== Estratto ==

⟨

Arriviamo al mattino presto nella piazza principale dove attorno al monumento centrale, da quasi due settimane, è stato allestito un sit-in permanente di protesta in cui sono stati appesi decine e decine tra lauree e diplomi di chi sta facendo lo sciopero della fame. Un laureato in econometria, un altro in scienze naturali, un altro ancora in matematica: sono tutti disoccupati che denunciano come, nonostante la cacciata di Ben Ali, i motivi della rivolta bruciano ancora. Nessuna risposta alla disoccupazione, nessun miglioramento delle condizioni materiali di vita.

A tutto questo si aggiunge la rabbia per l'impunità di quei poliziotti che hanno compiuto un vero e proprio massacro: molti responsabili della repressione, dei morti e delle torture di quei giorni infatti sono ancora al proprio posto.

“Questa città ha iniziato la rivoluzione ma fino ad ora dal nuovo governo non c'è stata nessuna attenzione alle nostre richieste”; “il governo locale, seppure oggi in mano ad una giunta militare, è ancora lo stesso che si intasca i fondi e ci lascia in miseria” ci raccontano con rabbia. “A Tunisi nascono decine di partiti politici nuovi, vanno in televisione a presentare i loro programmi mentre qua non cambia nulla. Ma siamo noi che abbiamo fatto la rivoluzione! Sono i nostri figli e fratelli che sono morti”.

⟩

== Esercizi da svolgere ==
1/ Riporta la parte dell'estratto che comincia con "A tutto questo" e va avanti fino a "al proprio posto.".
2/ Rispondi a queste domande sull'estratto:
(a) Da quanto tempo c'è il sit-in nella piazza principale?
(b) Che cosa è stato appeso attorno al monumento centrale?
(c) Secondo le persone incontrate, in mano a chi è oggi il governo locale?
3/ Riscrivi in forma più breve il paragrafo dell'estratto che inizia con "Arriviamo al mattino presto", senza perdere i fatti principali.

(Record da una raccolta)
⟨

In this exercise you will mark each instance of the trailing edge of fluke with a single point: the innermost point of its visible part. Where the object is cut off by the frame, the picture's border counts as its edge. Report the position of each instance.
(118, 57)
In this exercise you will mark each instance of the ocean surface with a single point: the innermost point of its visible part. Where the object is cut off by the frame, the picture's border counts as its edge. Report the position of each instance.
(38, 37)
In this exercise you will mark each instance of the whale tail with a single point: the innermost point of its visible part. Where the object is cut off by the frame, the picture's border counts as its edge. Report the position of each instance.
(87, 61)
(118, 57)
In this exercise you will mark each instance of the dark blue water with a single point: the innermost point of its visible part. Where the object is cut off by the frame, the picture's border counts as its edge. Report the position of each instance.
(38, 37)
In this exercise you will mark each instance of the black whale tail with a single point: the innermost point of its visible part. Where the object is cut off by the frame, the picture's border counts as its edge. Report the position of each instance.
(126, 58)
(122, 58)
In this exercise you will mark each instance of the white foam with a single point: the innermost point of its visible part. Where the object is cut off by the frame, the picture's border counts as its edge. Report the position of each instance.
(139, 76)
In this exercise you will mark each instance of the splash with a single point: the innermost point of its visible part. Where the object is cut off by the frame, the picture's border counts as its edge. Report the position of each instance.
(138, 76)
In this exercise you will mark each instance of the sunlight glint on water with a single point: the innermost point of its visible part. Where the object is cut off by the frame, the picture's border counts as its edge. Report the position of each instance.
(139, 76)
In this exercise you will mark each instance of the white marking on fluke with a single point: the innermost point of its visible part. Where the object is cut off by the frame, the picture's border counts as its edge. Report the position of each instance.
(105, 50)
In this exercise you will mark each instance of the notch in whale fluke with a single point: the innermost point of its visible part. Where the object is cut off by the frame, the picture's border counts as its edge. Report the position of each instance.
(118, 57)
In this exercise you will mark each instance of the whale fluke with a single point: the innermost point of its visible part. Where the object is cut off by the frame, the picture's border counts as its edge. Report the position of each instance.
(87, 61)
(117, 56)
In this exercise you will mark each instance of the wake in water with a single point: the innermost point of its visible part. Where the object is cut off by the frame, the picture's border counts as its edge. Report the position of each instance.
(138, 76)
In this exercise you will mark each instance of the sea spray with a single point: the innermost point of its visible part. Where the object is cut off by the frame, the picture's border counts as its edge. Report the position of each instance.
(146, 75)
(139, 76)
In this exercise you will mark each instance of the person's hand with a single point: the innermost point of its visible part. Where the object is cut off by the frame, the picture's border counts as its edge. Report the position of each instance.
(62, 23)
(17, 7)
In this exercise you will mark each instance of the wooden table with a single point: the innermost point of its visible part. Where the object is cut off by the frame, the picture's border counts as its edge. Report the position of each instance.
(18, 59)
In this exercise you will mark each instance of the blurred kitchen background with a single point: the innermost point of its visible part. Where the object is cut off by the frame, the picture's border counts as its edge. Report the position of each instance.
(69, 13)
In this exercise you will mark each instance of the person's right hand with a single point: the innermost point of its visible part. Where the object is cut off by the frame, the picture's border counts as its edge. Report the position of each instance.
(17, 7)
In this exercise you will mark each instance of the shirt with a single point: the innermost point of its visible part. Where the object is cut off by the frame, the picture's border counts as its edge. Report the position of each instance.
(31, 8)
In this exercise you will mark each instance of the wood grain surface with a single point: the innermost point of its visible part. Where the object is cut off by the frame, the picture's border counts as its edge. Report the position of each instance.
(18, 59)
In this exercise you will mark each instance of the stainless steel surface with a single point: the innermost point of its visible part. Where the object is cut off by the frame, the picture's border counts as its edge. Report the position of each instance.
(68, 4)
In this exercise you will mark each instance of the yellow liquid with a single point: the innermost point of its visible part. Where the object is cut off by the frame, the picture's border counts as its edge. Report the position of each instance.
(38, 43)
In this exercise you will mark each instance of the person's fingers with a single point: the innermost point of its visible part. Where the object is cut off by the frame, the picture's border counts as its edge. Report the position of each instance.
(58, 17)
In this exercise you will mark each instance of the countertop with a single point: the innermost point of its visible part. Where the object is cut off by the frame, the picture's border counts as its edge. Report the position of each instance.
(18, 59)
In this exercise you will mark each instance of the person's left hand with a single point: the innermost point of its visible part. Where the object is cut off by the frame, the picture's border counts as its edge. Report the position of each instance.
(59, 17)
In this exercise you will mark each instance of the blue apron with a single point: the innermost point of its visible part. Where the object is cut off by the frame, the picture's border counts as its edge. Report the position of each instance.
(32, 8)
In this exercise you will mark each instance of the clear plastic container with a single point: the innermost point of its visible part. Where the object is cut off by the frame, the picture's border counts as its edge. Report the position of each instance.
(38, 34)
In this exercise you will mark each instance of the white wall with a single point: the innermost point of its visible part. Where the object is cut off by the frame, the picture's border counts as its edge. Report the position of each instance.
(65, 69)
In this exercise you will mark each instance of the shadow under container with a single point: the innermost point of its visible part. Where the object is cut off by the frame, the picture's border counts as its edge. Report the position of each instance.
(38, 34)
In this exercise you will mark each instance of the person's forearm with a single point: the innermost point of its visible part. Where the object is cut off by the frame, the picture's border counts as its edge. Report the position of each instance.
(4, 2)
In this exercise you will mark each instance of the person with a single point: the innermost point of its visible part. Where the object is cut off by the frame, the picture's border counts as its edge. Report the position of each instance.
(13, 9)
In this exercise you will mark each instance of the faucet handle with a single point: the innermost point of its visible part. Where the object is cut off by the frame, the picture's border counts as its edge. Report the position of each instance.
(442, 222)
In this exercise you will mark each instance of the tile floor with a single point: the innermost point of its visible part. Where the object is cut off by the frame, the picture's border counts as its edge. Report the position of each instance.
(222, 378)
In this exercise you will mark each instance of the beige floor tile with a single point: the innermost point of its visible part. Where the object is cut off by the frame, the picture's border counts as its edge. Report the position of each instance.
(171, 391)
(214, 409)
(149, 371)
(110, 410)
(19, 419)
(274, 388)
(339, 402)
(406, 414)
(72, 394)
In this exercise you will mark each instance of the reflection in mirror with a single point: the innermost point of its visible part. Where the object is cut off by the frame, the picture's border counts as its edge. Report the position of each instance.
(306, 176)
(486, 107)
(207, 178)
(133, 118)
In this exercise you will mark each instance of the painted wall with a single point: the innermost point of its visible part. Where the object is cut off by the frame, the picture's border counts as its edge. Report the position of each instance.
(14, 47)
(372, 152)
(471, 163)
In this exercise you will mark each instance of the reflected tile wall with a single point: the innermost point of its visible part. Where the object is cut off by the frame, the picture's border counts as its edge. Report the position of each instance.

⟩

== Risposte ==
1/
A tutto questo si aggiunge la rabbia per l'impunità di quei poliziotti che hanno compiuto un vero e proprio massacro: molti responsabili della repressione, dei morti e delle torture di quei giorni infatti sono ancora al proprio posto.

2/
(a) Da quasi due settimane.
(b) Decine e decine tra lauree e diplomi di chi sta facendo lo sciopero della fame.
(c) In mano a una giunta militare.

3/ Da quasi due settimane, attorno al monumento centrale della piazza principale, c'è un sit-in permanente di protesta. Lì sono appese decine di lauree e diplomi di chi fa lo sciopero della fame. Sono laureati disoccupati, in econometria, scienze naturali e matematica. Denunciano che, nonostante la cacciata di Ben Ali, i motivi della rivolta sono ancora vivi: nessuna risposta alla disoccupazione e nessun miglioramento delle condizioni di vita.